* _What you will do_:
1. From the parametric curves post, reproduce the passage starting at "In this guest" and ending at "wonderful Sketchpad resources.)".
2. Condense the paragraph of the parametric curves post that opens with "I have been playing around with an idea in Sketchpad" into a short bulleted list of its main facts.

* _Passage shown_:

/---

# Create Parametric Curves Graphically and Kinesthetically

In this guest post, Nate Burchell describes a sketch he uses with his students to explore parametric functions. In this process students work entirely in a graphical world, manipulating graphs directly rather than by way of equations. (Nate teaches in Seoul, Korea, where I enjoyed his family’s hospitality when I attended ICME in 2012. His blog has many wonderful Sketchpad resources.)

— Guest post by Nate Burchell

I have been playing around with an idea in Sketchpad which I have been calling a “tactile function.” It is a function defined by independent points, points that the user can move to make the function respond. Drag the light-blue points in the graph below to see what this feels like. (Drag t on the x-axis to change the independent variable.)

You define a tactile function not by writing an equation, but by grabbing the graph and shaping it. Functions are usually considered to be symbolic ideas that have graphical representations. What if instead we designed the graph directly and let the equation be what it may?

(This process reminds me of the Doing-Undoing habit of mind that Mark Driscoll describes in Fostering Algebraic Thinking. If we change our perspective to flip an idea around, we might encounter good math and interesting connections.)

\---

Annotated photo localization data
/---

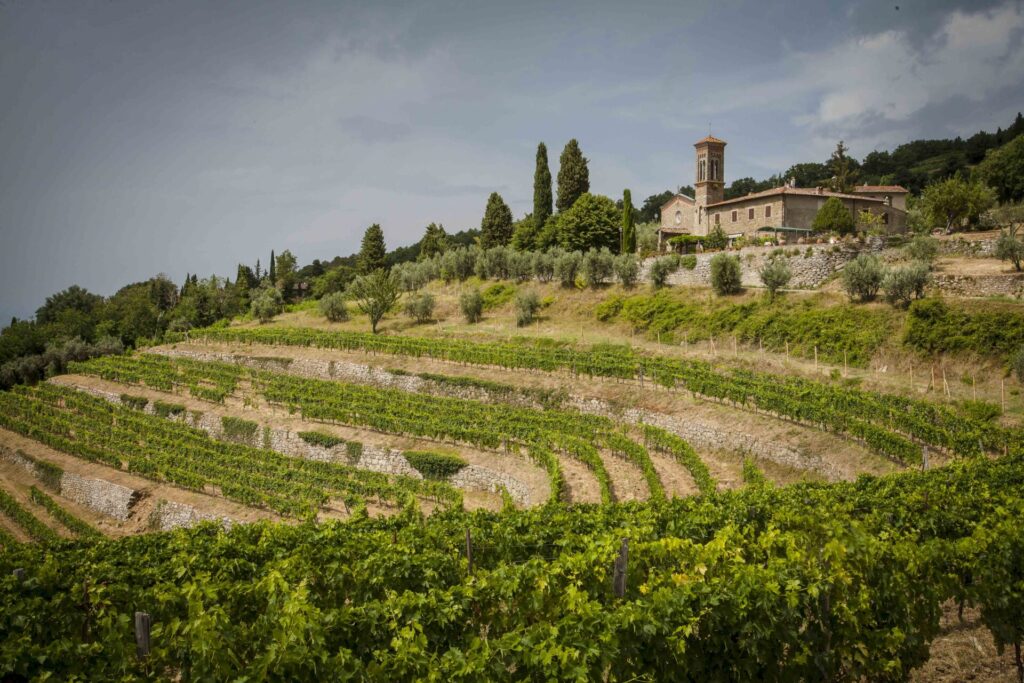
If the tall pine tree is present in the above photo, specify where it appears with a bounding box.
[356,223,387,275]
[480,193,512,249]
[620,189,637,254]
[556,137,590,211]
[534,142,552,230]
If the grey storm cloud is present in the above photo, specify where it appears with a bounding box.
[0,0,1024,322]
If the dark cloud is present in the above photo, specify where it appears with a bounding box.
[0,0,1024,322]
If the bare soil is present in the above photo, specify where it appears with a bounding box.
[170,343,898,480]
[51,375,551,509]
[0,429,281,536]
[910,601,1017,683]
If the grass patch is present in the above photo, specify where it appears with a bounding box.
[903,299,1024,356]
[480,283,516,310]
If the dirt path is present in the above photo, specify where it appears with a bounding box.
[163,343,899,480]
[0,461,75,539]
[910,601,1017,683]
[0,458,115,538]
[600,451,650,503]
[558,456,601,503]
[649,451,700,498]
[51,375,551,510]
[0,429,280,536]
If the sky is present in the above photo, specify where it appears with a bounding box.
[0,0,1024,325]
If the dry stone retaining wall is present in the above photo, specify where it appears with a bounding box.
[57,378,530,506]
[0,446,142,521]
[153,350,842,485]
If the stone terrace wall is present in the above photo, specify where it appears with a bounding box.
[0,446,142,521]
[155,350,841,483]
[150,501,234,531]
[640,239,885,289]
[62,378,530,506]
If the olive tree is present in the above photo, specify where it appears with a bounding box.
[351,268,401,334]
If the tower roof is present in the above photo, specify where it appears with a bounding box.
[693,135,727,146]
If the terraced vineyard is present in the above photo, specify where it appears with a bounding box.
[0,328,1024,681]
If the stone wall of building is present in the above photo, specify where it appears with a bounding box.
[641,239,884,289]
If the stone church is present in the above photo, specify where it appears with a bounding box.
[658,135,908,251]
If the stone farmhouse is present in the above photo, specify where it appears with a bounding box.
[658,135,908,251]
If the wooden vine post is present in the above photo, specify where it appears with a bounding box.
[135,612,152,659]
[611,539,630,598]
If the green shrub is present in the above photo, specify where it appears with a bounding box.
[515,290,541,328]
[647,256,679,289]
[402,451,468,479]
[319,292,348,323]
[903,299,1024,357]
[1010,346,1024,382]
[703,225,729,251]
[220,415,259,444]
[555,251,583,287]
[406,292,434,325]
[121,393,150,411]
[903,234,939,263]
[483,283,516,310]
[882,261,931,308]
[758,258,793,299]
[250,287,285,323]
[615,254,640,289]
[299,431,348,449]
[459,289,483,324]
[711,254,742,296]
[843,254,886,301]
[811,197,856,234]
[580,248,615,288]
[594,296,625,323]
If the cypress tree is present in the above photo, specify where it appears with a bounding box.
[534,142,552,230]
[620,189,637,254]
[357,223,387,275]
[480,193,512,249]
[556,138,590,211]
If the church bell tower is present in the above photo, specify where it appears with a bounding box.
[693,135,725,206]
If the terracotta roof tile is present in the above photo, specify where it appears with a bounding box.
[708,186,882,208]
[853,185,910,194]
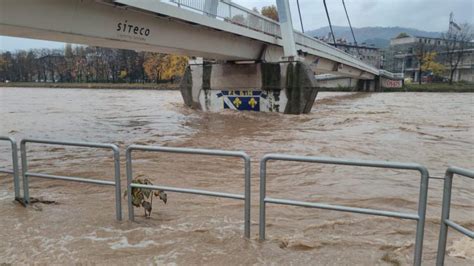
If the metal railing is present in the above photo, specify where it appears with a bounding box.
[259,154,429,265]
[168,0,281,37]
[126,145,250,238]
[436,167,474,266]
[0,136,20,200]
[20,139,122,221]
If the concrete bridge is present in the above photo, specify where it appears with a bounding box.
[0,0,404,114]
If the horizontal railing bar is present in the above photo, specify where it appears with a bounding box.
[0,169,14,175]
[444,219,474,238]
[448,166,474,178]
[25,172,115,186]
[127,145,250,159]
[430,176,444,180]
[264,197,420,220]
[130,183,245,200]
[262,154,428,174]
[21,139,117,150]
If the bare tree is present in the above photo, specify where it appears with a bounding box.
[442,24,474,84]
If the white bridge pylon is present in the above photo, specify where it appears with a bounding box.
[0,0,380,80]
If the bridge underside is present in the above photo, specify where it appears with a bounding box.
[0,0,374,79]
[0,0,386,113]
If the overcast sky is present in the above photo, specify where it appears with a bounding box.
[233,0,474,31]
[0,0,474,50]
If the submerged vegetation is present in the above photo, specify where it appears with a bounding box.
[124,177,168,218]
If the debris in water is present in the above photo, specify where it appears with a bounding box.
[124,176,168,218]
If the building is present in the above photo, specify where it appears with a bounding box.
[383,36,474,82]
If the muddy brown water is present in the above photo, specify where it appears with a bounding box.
[0,88,474,265]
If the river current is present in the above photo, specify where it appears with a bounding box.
[0,88,474,265]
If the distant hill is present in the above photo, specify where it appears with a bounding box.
[305,26,441,48]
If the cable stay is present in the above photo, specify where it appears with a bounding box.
[296,0,304,33]
[323,0,337,48]
[342,0,361,55]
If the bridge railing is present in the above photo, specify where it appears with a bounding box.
[0,136,20,200]
[168,0,281,37]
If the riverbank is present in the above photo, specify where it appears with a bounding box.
[0,82,179,90]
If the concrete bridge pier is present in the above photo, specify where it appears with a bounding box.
[180,61,318,114]
[357,76,382,92]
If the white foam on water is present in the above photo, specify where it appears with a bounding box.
[109,236,158,250]
[0,190,14,200]
[153,250,182,266]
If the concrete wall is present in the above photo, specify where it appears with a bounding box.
[180,62,318,114]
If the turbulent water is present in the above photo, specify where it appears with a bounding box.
[0,88,474,265]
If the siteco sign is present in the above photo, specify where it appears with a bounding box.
[116,20,151,41]
[382,78,403,88]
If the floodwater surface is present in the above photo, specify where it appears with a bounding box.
[0,88,474,265]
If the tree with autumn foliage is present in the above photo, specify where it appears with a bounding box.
[143,53,189,83]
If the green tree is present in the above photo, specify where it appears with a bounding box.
[260,5,280,21]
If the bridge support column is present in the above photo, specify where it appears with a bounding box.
[180,62,318,114]
[357,77,382,92]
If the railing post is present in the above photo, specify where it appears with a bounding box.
[244,155,251,238]
[436,170,454,266]
[125,147,135,221]
[258,156,267,241]
[11,138,21,200]
[112,145,122,221]
[414,167,430,265]
[20,140,30,205]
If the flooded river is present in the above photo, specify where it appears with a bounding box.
[0,88,474,265]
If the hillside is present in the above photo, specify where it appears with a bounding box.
[306,26,441,48]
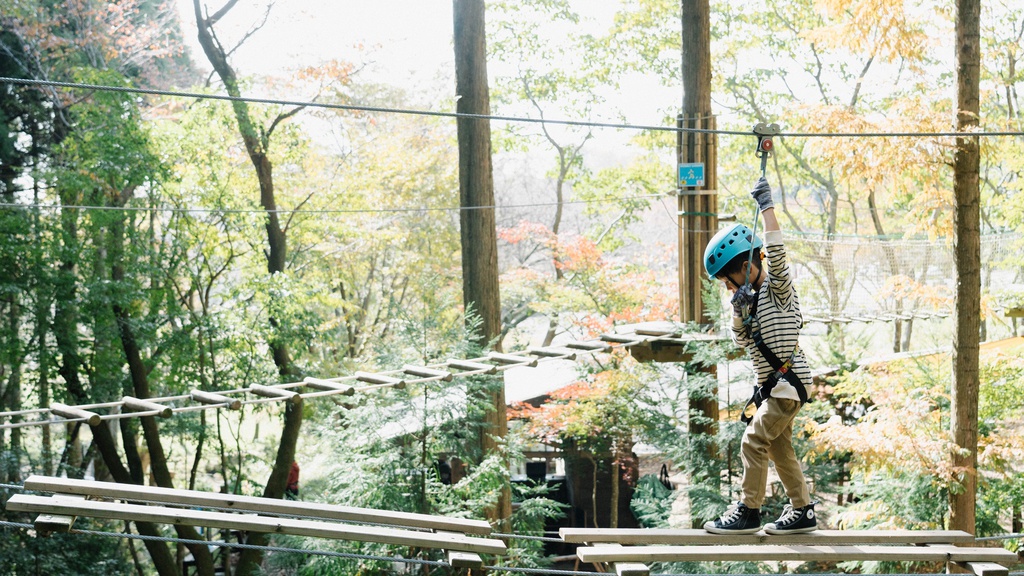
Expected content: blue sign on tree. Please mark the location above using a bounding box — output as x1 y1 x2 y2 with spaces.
679 162 703 188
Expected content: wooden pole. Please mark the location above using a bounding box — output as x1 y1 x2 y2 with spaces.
949 0 981 534
677 0 719 525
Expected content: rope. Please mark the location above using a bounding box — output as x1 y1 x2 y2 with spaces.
0 191 675 214
0 334 696 424
0 76 1024 138
0 521 451 567
0 521 1024 576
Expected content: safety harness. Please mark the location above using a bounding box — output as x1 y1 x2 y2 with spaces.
739 123 809 424
739 315 810 424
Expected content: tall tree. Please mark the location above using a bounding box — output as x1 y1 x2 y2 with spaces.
949 0 981 534
193 0 302 575
453 0 512 522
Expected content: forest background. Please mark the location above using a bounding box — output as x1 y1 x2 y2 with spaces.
0 0 1024 574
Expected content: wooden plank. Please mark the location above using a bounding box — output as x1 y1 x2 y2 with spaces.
25 476 490 534
401 364 455 382
33 513 76 536
355 372 406 388
302 376 355 396
188 390 242 410
611 562 650 576
526 346 575 360
956 562 1010 576
487 352 537 368
558 528 974 545
565 341 611 352
7 494 506 554
577 544 1017 563
444 550 483 569
249 384 302 404
601 334 647 345
121 396 173 418
444 359 498 375
50 402 99 426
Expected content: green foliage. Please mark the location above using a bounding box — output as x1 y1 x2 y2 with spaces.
630 475 675 528
0 519 135 576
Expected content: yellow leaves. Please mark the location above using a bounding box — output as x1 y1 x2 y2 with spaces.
878 274 953 310
786 94 953 237
811 355 954 481
804 0 932 67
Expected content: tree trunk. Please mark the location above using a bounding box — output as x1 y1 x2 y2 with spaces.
679 0 720 512
949 0 981 534
110 203 214 576
453 0 512 523
193 0 302 576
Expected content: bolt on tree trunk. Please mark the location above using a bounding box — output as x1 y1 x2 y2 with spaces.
949 0 981 534
453 0 512 523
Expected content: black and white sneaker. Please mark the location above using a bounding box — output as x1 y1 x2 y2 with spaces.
705 502 761 534
765 502 818 534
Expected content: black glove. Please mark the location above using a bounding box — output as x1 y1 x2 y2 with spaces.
751 176 775 212
732 284 758 320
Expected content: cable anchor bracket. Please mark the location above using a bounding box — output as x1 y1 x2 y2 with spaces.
754 122 781 176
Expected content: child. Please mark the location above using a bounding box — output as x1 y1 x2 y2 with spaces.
705 176 817 534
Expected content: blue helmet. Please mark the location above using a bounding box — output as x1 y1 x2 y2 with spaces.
705 224 763 278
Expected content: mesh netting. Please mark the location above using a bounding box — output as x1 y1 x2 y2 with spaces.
785 233 1024 322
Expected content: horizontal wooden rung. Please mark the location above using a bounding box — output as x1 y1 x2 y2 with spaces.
611 562 650 576
302 376 355 396
526 347 575 360
444 550 483 570
7 494 506 554
121 396 173 418
18 475 490 534
50 402 100 426
558 528 974 545
249 384 302 404
956 562 1010 576
444 360 498 374
565 341 611 352
577 544 1017 563
601 334 646 344
401 364 455 382
188 390 242 410
487 352 537 368
355 372 406 388
634 328 681 338
33 513 76 536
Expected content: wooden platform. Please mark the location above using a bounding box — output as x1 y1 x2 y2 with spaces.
558 528 974 545
7 476 507 568
25 476 490 535
559 528 1017 576
7 494 506 554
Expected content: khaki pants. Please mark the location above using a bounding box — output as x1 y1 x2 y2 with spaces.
740 398 811 508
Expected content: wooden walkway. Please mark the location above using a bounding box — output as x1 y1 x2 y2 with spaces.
7 476 1017 576
7 476 507 568
560 528 1017 576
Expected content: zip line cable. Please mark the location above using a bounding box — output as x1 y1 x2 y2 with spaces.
0 76 1024 138
0 333 677 430
0 521 1011 576
0 191 675 214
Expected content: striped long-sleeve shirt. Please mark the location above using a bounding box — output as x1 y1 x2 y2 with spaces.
732 231 811 401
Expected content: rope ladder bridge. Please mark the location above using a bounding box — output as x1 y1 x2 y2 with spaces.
7 476 1018 576
0 323 1018 576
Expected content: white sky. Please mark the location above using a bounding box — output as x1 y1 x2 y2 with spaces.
177 0 454 78
175 0 681 124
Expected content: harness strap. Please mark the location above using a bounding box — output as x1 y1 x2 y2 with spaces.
739 330 809 424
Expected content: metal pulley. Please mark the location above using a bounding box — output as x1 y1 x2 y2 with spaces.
754 122 779 176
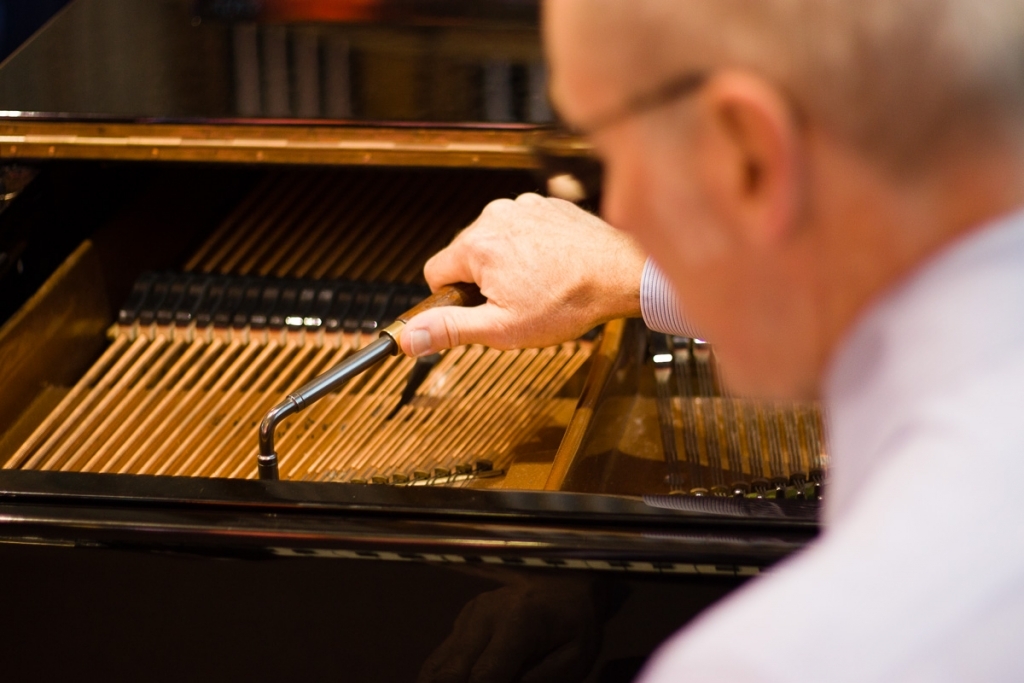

\---

* _Task-by-task answers_:
1.
In this guest post, Nate Burchell describes a sketch he uses with his students to explore parametric functions. In this process students work entirely in a graphical world, manipulating graphs directly rather than by way of equations. (Nate teaches in Seoul, Korea, where I enjoyed his family’s hospitality when I attended ICME in 2012. His blog has many wonderful Sketchpad resources.)

2.
- The writer has been exploring a Sketchpad idea called a "tactile function."
- A tactile function is defined by independent points.
- The user moves those points, and the function responds.
- Dragging the light-blue points shows how this feels.
- Dragging t on the x-axis changes the independent variable.